What to work on >>
Look through the entries below for the string "butterfly", and copy each line where it is found.

Study material >>
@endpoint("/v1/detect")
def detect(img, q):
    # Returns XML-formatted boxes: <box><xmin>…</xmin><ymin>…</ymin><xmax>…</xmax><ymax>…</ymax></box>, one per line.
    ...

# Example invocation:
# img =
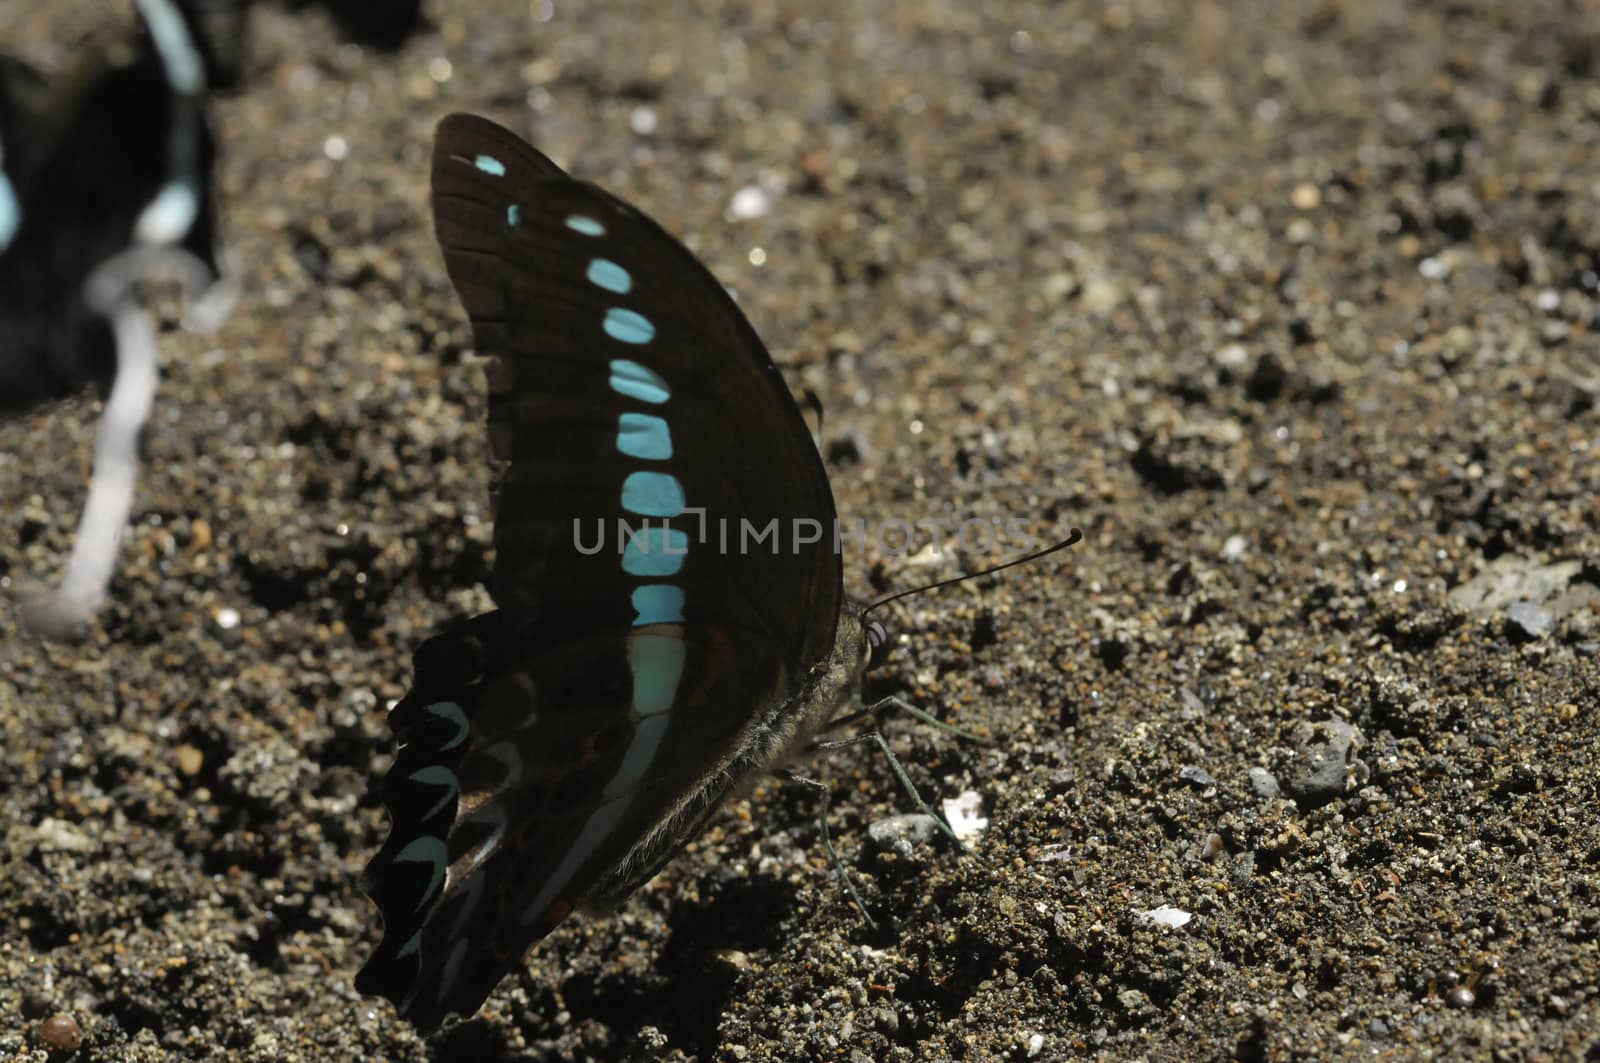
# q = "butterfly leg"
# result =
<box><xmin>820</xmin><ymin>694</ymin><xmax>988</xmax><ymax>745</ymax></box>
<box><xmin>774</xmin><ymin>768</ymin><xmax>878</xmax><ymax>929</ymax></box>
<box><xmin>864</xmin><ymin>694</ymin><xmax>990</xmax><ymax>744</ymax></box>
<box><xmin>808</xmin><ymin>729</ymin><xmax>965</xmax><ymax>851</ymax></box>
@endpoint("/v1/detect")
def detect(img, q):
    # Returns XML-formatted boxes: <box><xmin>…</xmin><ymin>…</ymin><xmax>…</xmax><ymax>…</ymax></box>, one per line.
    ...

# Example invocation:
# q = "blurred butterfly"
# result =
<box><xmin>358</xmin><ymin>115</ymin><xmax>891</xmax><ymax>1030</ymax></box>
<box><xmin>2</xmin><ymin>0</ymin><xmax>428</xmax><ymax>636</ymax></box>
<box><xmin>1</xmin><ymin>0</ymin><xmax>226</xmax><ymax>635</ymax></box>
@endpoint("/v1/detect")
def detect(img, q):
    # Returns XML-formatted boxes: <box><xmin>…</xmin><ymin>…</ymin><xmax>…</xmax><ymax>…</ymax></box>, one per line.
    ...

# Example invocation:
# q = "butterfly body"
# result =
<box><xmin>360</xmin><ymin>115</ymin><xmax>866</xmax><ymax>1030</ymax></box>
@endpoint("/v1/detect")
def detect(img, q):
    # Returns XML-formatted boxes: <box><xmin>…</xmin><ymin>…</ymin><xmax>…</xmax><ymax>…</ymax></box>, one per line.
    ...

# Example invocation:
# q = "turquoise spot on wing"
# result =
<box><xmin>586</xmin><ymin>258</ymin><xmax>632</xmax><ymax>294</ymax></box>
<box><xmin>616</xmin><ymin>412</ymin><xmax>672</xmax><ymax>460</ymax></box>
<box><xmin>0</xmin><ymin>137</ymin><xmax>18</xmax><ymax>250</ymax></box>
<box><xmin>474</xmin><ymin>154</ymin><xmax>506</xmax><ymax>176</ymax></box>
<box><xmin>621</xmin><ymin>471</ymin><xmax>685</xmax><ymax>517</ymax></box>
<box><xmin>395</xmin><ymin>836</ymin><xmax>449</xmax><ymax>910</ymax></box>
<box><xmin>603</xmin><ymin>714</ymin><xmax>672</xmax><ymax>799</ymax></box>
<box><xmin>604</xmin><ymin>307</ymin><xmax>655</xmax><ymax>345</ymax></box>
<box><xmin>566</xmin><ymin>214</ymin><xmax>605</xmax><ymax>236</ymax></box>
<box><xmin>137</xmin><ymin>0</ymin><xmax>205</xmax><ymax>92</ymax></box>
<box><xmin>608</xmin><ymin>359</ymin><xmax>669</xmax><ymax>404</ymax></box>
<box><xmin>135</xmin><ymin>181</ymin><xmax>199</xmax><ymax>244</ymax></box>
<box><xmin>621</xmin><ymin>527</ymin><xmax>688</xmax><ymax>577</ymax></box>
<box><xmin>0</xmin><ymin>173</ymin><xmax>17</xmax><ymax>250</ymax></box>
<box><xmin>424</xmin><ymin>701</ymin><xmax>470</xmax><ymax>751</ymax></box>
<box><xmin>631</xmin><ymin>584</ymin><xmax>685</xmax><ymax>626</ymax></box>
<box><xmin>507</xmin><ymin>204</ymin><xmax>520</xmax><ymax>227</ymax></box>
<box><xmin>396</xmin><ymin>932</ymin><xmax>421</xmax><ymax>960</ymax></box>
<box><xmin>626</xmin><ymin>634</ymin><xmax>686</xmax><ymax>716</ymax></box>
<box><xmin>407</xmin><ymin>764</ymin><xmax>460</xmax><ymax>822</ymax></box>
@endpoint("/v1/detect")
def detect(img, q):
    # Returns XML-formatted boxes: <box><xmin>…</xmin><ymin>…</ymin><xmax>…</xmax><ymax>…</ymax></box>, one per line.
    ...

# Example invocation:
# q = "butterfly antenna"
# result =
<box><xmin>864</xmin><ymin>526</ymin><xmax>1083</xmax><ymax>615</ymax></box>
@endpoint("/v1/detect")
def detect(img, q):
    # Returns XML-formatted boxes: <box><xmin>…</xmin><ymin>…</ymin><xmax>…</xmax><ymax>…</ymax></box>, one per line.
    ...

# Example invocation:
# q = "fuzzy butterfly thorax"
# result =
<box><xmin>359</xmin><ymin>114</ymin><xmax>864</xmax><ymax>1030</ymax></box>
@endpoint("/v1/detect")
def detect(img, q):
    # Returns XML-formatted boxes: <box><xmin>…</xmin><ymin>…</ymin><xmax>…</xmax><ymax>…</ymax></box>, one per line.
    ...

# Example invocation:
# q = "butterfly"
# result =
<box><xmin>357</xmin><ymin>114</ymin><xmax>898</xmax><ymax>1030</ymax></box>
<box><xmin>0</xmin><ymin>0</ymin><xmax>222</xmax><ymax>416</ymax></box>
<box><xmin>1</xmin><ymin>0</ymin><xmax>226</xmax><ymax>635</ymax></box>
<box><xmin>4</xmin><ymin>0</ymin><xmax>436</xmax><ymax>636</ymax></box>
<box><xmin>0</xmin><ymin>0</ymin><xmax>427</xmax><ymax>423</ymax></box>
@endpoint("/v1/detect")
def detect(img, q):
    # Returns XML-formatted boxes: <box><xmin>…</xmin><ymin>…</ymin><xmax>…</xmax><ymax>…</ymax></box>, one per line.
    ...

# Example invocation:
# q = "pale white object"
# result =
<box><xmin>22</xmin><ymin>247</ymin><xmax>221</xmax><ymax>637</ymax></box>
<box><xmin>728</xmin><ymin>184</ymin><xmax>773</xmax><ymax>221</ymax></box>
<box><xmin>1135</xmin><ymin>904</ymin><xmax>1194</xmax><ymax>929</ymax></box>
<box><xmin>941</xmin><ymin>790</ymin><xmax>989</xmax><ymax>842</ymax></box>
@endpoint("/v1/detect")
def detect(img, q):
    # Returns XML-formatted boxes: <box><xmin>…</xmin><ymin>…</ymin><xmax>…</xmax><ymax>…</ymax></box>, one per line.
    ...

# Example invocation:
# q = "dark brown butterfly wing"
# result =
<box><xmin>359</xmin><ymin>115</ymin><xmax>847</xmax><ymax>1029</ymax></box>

* * *

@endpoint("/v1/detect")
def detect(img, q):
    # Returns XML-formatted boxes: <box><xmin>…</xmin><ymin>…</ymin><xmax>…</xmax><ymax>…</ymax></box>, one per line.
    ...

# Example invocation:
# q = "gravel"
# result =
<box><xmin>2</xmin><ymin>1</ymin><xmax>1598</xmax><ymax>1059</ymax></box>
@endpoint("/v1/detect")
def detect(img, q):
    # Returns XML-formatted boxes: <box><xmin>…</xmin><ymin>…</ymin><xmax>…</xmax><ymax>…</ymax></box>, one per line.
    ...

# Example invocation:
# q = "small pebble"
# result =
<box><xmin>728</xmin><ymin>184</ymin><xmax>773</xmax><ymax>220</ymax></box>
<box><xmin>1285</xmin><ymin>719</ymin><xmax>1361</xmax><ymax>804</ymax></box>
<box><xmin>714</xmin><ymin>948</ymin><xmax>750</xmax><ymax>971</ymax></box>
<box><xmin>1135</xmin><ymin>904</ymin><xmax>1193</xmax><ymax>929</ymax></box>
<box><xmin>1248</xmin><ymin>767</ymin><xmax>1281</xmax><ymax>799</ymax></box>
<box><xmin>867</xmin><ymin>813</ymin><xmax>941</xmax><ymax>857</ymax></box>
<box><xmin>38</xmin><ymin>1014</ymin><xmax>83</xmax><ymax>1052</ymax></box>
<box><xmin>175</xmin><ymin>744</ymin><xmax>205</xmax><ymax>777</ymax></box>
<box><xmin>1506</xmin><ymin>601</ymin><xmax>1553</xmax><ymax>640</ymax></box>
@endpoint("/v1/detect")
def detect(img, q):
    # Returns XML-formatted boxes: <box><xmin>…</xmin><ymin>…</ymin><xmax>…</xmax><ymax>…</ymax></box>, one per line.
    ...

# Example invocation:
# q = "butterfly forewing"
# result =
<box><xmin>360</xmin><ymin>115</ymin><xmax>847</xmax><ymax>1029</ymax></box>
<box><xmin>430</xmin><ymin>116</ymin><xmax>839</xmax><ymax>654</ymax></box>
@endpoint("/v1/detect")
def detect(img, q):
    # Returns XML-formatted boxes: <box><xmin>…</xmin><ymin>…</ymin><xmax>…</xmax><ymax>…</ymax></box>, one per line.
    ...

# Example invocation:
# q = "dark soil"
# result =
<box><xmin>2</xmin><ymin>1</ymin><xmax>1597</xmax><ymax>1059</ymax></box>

Exercise result >>
# q = "butterfly leg"
# q = "blurred butterfly"
# q = "butterfly body"
# q = "butterfly antenna"
# q = "fuzzy butterfly thorax"
# q = "butterfly"
# q = "dark brown butterfly wing"
# q = "butterfly forewing"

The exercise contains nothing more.